AIM> Gather every line of the material below that contains the word "pink".

Items stored from a collection
##########
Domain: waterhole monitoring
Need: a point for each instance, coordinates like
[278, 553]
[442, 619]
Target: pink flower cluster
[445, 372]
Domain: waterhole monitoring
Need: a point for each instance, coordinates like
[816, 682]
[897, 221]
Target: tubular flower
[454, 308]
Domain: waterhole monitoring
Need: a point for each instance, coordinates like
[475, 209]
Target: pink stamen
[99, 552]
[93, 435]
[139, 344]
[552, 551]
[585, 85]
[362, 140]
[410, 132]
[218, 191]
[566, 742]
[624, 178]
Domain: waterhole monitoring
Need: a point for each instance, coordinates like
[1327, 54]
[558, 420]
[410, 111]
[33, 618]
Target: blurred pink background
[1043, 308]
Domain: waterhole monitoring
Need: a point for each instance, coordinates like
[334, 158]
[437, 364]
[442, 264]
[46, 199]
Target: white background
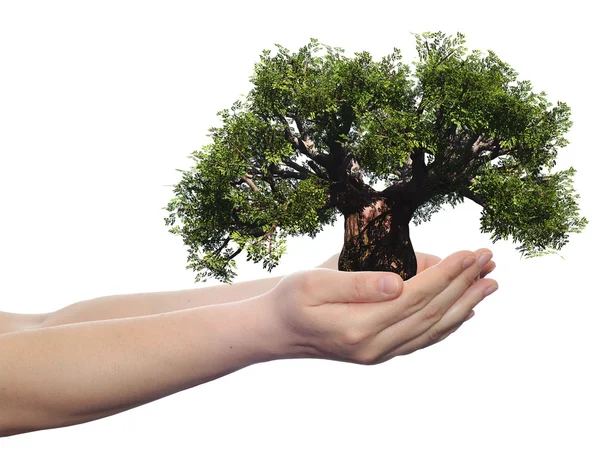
[100, 102]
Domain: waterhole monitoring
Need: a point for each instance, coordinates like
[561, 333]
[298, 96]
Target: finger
[423, 288]
[420, 317]
[425, 261]
[459, 313]
[420, 297]
[434, 280]
[488, 268]
[326, 286]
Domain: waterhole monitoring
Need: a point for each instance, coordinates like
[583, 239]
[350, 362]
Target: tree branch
[467, 193]
[249, 182]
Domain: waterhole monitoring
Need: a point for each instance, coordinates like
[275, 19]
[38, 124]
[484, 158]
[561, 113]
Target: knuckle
[359, 286]
[432, 312]
[435, 334]
[354, 336]
[367, 357]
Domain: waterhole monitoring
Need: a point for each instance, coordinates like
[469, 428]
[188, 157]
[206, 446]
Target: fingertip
[389, 284]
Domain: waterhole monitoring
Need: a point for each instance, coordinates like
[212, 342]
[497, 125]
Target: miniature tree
[316, 124]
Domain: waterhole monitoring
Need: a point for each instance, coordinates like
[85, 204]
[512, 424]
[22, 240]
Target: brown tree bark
[377, 235]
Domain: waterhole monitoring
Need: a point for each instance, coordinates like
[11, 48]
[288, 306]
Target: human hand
[344, 315]
[424, 262]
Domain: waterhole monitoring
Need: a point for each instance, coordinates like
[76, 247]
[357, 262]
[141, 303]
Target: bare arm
[142, 304]
[65, 375]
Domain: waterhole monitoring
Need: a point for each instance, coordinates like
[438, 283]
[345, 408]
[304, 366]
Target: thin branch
[249, 182]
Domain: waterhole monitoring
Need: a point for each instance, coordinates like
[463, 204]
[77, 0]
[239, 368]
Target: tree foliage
[454, 125]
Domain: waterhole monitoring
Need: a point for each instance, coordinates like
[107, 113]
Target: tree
[317, 123]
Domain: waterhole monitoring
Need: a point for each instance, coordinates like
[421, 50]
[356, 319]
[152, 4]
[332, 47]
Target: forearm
[132, 305]
[64, 375]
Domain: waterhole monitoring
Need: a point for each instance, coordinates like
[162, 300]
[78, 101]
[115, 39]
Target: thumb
[362, 287]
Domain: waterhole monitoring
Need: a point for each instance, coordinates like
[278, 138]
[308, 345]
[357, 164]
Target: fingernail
[490, 290]
[484, 259]
[388, 285]
[468, 262]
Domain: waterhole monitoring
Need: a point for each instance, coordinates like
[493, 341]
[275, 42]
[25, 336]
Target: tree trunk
[377, 236]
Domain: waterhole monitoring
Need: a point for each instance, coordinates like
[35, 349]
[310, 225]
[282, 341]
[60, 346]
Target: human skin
[78, 371]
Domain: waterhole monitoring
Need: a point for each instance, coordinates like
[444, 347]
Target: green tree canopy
[291, 156]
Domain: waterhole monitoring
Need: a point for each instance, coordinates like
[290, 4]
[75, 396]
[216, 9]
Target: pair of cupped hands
[372, 317]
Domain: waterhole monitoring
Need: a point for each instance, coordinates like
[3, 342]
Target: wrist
[278, 342]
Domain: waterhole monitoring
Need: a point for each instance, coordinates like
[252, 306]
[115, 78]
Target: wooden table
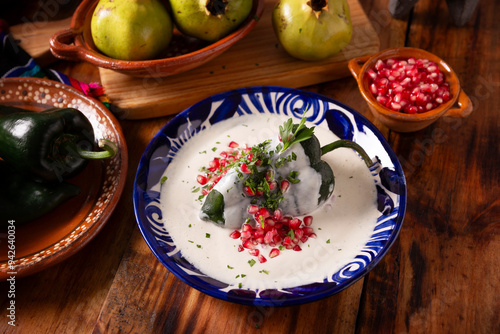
##########
WRITTEN SOLUTION>
Target: pink flower cluster
Target: pink stamen
Target: blurred pink background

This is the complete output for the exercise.